>>

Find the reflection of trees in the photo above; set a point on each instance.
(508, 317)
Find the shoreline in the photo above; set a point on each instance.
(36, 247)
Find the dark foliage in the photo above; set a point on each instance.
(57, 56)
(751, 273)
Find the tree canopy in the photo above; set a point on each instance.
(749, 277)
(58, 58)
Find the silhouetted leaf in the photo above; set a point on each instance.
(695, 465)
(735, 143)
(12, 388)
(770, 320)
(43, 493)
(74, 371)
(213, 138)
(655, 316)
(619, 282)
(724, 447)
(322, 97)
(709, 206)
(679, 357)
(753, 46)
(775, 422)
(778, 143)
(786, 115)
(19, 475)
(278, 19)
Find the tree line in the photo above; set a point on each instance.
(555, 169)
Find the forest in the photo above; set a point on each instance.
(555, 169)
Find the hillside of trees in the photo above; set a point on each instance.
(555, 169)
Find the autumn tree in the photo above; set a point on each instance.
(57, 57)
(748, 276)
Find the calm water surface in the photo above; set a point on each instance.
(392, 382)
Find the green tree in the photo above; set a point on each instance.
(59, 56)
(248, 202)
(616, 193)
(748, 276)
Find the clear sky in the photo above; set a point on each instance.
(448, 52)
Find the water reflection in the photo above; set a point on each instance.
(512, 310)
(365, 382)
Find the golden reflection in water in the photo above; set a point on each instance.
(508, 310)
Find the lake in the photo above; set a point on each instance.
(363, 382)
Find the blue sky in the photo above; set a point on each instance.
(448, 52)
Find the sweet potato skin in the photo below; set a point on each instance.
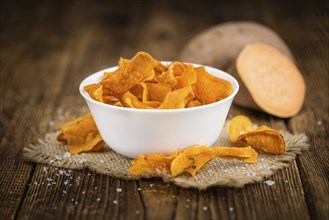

<<

TASK DIRECTIONS >> Transcribe each entry exactly; images stay out.

RESULT BELOW >>
Find the reflection of trees in the photo above; set a point on each instance.
(508, 317)
Find the shoreline in the photo above; set a point on each instance.
(36, 247)
Find the dark foliage in the photo above; set a point on each instance.
(57, 56)
(751, 273)
Find the tree canopy in the photo above; set a point on each instance.
(749, 277)
(58, 58)
Find the silhouetted leaf in the photo above; set a point on each instance.
(695, 465)
(735, 143)
(12, 388)
(770, 320)
(43, 493)
(74, 371)
(213, 138)
(655, 316)
(619, 282)
(724, 447)
(322, 97)
(709, 206)
(679, 357)
(753, 46)
(775, 422)
(778, 143)
(786, 115)
(19, 475)
(278, 19)
Find the tree line in the photo above; set a point on each instance.
(555, 169)
Find the forest in the photo above; set a point on each instance.
(555, 169)
Find the hillside of trees in the photo above; set a point on each instance.
(555, 169)
Find the autumn tree in the photo above; set a point on each instance.
(57, 57)
(748, 276)
Find the calm water surface in the photo above; set a point on each instance.
(392, 382)
Find the green tree in the photo above; set a point on each instance.
(59, 56)
(248, 202)
(616, 193)
(748, 276)
Find the clear sky in the photo above; set a point on each instance.
(448, 52)
Find the water reflection in the photo above; set a point on each instance.
(512, 310)
(365, 382)
Find the golden reflection in water in the photo above; set a point on each instance.
(508, 310)
Find the lake in the photo above; set a point on each instance.
(363, 382)
Find the blue sky in the photo above; set a point on each instance.
(448, 52)
Find the sweet potato skin in the photo below; set a point on each instance.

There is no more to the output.